**Task brief**: Could the records below be restated word for word, without a single picture?

**Data shown**:
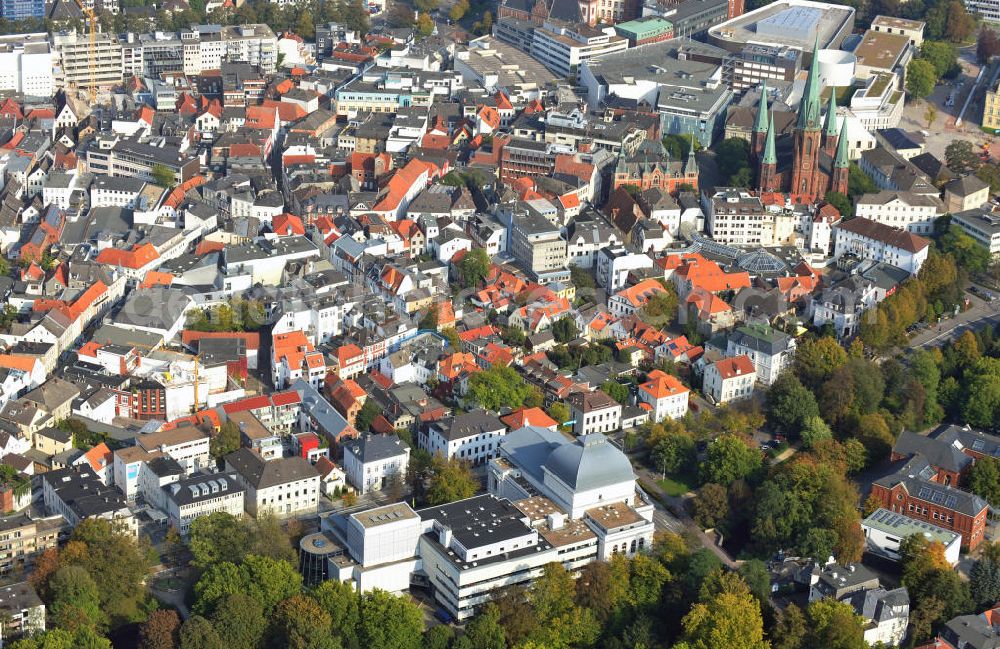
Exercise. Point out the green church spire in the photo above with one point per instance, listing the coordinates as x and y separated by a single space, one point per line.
769 154
831 114
809 109
842 160
761 124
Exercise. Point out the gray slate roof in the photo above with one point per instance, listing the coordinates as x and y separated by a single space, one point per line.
372 448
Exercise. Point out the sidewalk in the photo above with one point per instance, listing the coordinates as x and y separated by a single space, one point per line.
677 506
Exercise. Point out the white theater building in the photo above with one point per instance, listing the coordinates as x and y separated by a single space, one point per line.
551 500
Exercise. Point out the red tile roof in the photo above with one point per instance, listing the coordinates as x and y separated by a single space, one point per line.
736 366
252 338
288 224
136 258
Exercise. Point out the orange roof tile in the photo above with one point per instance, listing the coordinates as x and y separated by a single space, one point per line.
262 117
99 457
14 362
205 247
736 366
156 278
661 385
349 353
288 224
244 149
528 417
136 258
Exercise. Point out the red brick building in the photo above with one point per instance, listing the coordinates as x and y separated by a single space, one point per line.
914 490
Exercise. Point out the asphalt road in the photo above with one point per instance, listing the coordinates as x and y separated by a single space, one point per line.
980 315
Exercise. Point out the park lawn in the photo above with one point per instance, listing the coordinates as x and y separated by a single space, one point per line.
677 484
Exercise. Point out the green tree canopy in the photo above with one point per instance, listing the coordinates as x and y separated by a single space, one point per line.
499 386
841 202
789 404
731 156
943 56
730 458
389 622
817 359
710 506
730 618
225 441
239 619
920 78
160 630
163 176
267 580
451 480
473 267
198 633
564 330
983 479
835 625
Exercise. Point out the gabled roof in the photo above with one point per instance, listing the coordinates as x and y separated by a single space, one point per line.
661 385
528 417
733 367
136 258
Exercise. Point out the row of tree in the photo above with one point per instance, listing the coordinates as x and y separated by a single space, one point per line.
672 597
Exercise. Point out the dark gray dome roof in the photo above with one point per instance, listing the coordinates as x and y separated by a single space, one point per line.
589 463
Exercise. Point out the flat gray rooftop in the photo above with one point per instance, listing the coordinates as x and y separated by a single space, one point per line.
794 23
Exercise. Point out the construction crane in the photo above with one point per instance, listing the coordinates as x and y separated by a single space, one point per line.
92 26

**Answer section**:
Exercise. Point out the green church spire in the photo above with one point per instance, listing the coordinates as x and y separated by a single space, one point per line.
769 154
831 114
809 109
842 160
761 124
Exercise. Point out the gray slate roof in the photo above with one point per instance, listing the coordinates as x and y separated by a single space, one point per line.
372 448
Exercise. Point out the sidewalk in the photo above with one point per instance, listing the coordinates as x and y separated by a single space, one point per line.
677 506
Exercise. Point out the white theater building in the photo above with one point per instance, listing the coordinates as x and y separated by a single space, one point per line.
551 500
Exercise. Point out the red tile roof in the photo above with one point per instance, listing the coordinates as x and y separated by a single space, one point per line.
736 366
252 338
288 224
136 258
Exercise. Point out the orange roof tile in the photo above with one point per instance, listing the coordinates as x and y separated by a single space, one point per line.
262 117
99 457
14 362
205 247
736 366
156 278
661 385
349 353
288 224
244 149
528 417
136 258
Exercise. Point out the red brick building in the photo above with one point per instance, listing the coordinates as x and y separated by a single space, one point per line.
914 490
Exercise. Point out the asphalt road in the photo above with one point per instance, listing the coordinates as x and y separated by a single space, one point per line.
980 315
Exercise. Point out the park lawn in the photo above with one point per instance, listing the coordinates as x and y separated by a single space, one point per line.
677 484
Exercise. Point out the green tree canopy in the photo above with one point per instance, listing the coordinates as x and y separated by a single space, one point per line.
499 386
841 202
789 404
731 156
943 56
730 458
389 622
817 359
710 506
730 618
225 441
239 619
920 78
160 630
163 176
267 580
451 480
473 267
198 633
564 330
983 479
835 625
Exercise. Point out the gabled roof in the photo above with one point per instance, listing the coordinates as x and y separated by a single space, one point per line.
661 385
528 417
733 367
136 258
Exercise. Point out the row of tree in the photo above with one point per instance, listing the coordinates as x and y separated by a single space, one point per line.
672 597
Exercise. Point out the dark gray dome roof in the photo above with one point per instance, listing the coordinates as x and y separated by a single space, one point per line.
589 463
Exercise. Point out the flat gray rooftop in the photo above with one point per instance, listing the coordinates as x and y separated by a single space, one point per line.
794 23
Exercise. Point out the construction crane in the photo above with one point per instance, listing the coordinates as x and y separated by a single space, one point per line.
92 26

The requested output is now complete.